++++ Excerpt

Artemisinin combination therapy prevents malaria in pregnancy

Pregnant women can be protected from malaria, a major cause of prematurity, low birth weight and death in infants in Africa, with dihydroartemisinin-piperaquine (DP), an artemisinin combination therapy that is already widely used to treat malaria in adults, according to a study by researchers at UC San Francisco and in Uganda.

The study, published March 10, 2016, in the New England Journal of Medicine, is among the first to show that artemisinin combination therapies like DP, which are effective against drug-resistant parasites, can be used to prevent malaria in pregnancy.

Most Africans develop immunity to malaria by the time they reach adulthood, and they are rarely treated for it or given drugs to prevent them from becoming infected. But women lose some of this protection during pregnancy, and malaria can be fatal to them and their babies, so they are given drugs to prevent infection.

The malaria parasite common in Africa, Plasmodium falciparum, also has a special ability to fasten on to the placenta and impair its ability to nourish the fetus. Malaria kills more than 100,000 African infants each year and is responsible for about 20 percent of those born underweight.

The researchers studied 300 women in Tororo, Uganda, where malaria transmission is so high that residents get about 300 infectious mosquito bites a year. The study compared the effectiveness of DP to sulfadoxine-pyrimethamine (SP), which is still the recommended preventive drug for pregnant women across Africa, although resistance has become widespread. Beginning in the 16th week of pregnancy, a third of the women were given three doses of SP, a third received three doses of DP and a third received monthly doses of DP.

The results showed that the burden of malaria was high among women given SP, while DP, especially when given monthly, was much more effective. Half the women who received SP had evidence of malaria infection in their placentas, compared to 34 percent of those receiving three doses of DP and 27 percent of those receiving monthly doses of DP; 40 percent of the women on SP had malaria parasites in their blood, compared to 17 percent on three-dose DP and 5 percent on monthly DP. Moreover, none of the women on monthly DP became ill with malaria, while there were 41 episodes of malaria among the 106 women receiving SP.

++++++++

## What needs to be done
Write out the passage of the malaria study article from "Artemisinin combination therapy prevents" up to and including "malaria in pregnancy.".

++++ Data records

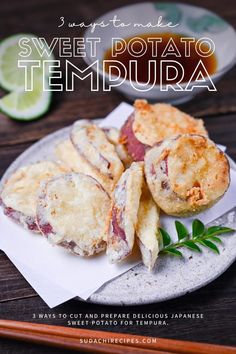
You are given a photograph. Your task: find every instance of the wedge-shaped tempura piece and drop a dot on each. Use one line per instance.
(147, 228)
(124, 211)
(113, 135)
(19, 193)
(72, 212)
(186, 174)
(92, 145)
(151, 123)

++++++++

## Answer to the problem
Artemisinin combination therapy prevents malaria in pregnancy

Pregnant women can be protected from malaria, a major cause of prematurity, low birth weight and death in infants in Africa, with dihydroartemisinin-piperaquine (DP), an artemisinin combination therapy that is already widely used to treat malaria in adults, according to a study by researchers at UC San Francisco and in Uganda.

The study, published March 10, 2016, in the New England Journal of Medicine, is among the first to show that artemisinin combination therapies like DP, which are effective against drug-resistant parasites, can be used to prevent malaria in pregnancy.